Extracted material:
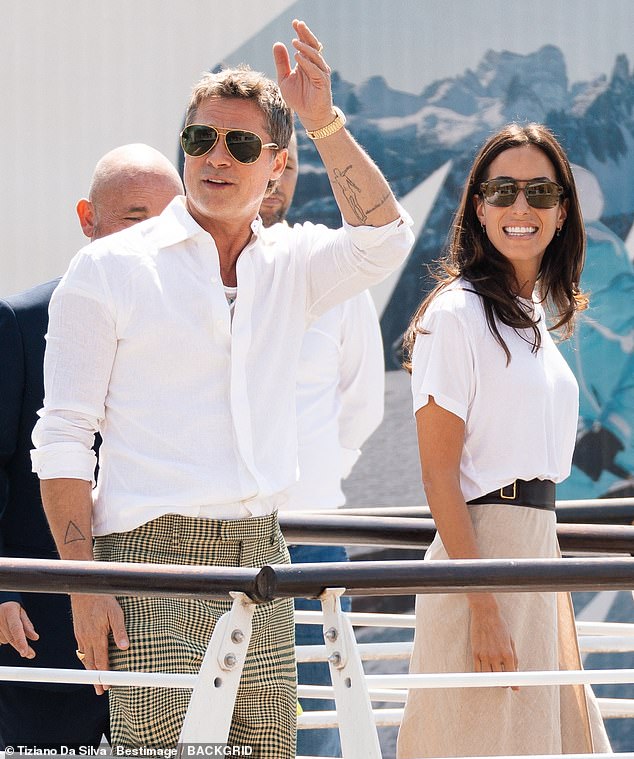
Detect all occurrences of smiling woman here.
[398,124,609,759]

--

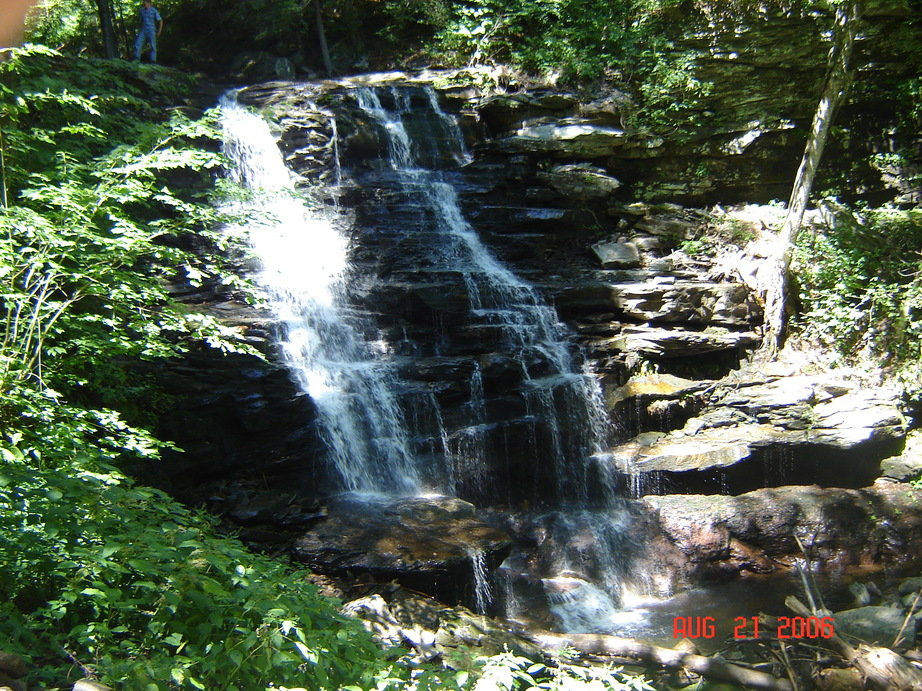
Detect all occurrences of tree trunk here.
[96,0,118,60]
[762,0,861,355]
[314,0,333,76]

Aim: Copy out every line above that contains the word "Detect".

Written answer:
Detect all occurrences of smiling woman here.
Detect all occurrences of tree trunk here.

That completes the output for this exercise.